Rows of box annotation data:
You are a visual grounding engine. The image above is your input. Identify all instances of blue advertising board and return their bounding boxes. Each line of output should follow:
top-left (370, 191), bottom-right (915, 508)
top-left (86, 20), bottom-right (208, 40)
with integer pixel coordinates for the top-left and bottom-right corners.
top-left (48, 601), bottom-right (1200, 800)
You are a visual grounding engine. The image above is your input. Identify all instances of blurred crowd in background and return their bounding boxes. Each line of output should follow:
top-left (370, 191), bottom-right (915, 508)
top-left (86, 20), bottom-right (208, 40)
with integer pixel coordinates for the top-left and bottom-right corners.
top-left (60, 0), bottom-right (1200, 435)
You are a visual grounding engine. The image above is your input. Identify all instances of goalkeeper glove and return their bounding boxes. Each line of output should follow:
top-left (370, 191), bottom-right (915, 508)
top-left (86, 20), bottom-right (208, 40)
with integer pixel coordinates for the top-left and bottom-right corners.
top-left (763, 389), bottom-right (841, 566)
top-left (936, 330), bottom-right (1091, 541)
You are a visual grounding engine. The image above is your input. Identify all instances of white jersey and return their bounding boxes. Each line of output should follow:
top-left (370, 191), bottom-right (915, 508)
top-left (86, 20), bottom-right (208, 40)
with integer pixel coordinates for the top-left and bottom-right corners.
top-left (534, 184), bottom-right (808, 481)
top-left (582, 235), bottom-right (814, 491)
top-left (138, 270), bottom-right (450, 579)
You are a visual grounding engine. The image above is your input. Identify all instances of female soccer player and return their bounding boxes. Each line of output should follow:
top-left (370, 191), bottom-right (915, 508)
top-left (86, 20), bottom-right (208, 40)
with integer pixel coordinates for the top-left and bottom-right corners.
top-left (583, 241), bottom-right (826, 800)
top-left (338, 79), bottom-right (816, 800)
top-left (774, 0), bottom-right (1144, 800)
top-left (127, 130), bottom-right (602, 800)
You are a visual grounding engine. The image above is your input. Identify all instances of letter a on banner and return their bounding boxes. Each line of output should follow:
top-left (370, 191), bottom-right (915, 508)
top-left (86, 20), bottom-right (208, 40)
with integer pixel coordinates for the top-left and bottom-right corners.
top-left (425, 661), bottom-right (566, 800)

--- Task brief ---
Find every line in the rows above that contains the string "should", matching case exactly, and copy each such line in full.

--- Solution below ---
You are a visual grounding engine. The image above is your input. Identify all instances of blue advertising board and return their bounding boxes. Each line of output should follow:
You are a visual grounding engine. The image above is your input. Identify all instances of blurred crowd in background and return their bounding boxes. Each line of output should follow:
You are a visual grounding engine. The image above is your input. Identify all instances of goalkeeper glove and return their bounding boxes. Each line of output should follow:
You are a visual grounding engine. The image above is your input. Identify all instances of white jersey and return their bounding boxes. Each line of output should follow:
You are a visual grounding engine. The image above is your input. Identify all instances of female soccer player and return their bounding boxes. Each line of output should follow:
You are a visual grounding engine. The image above is your input. Identify all instances of letter a on banner and return their bounding boxes. Each line of output should follow:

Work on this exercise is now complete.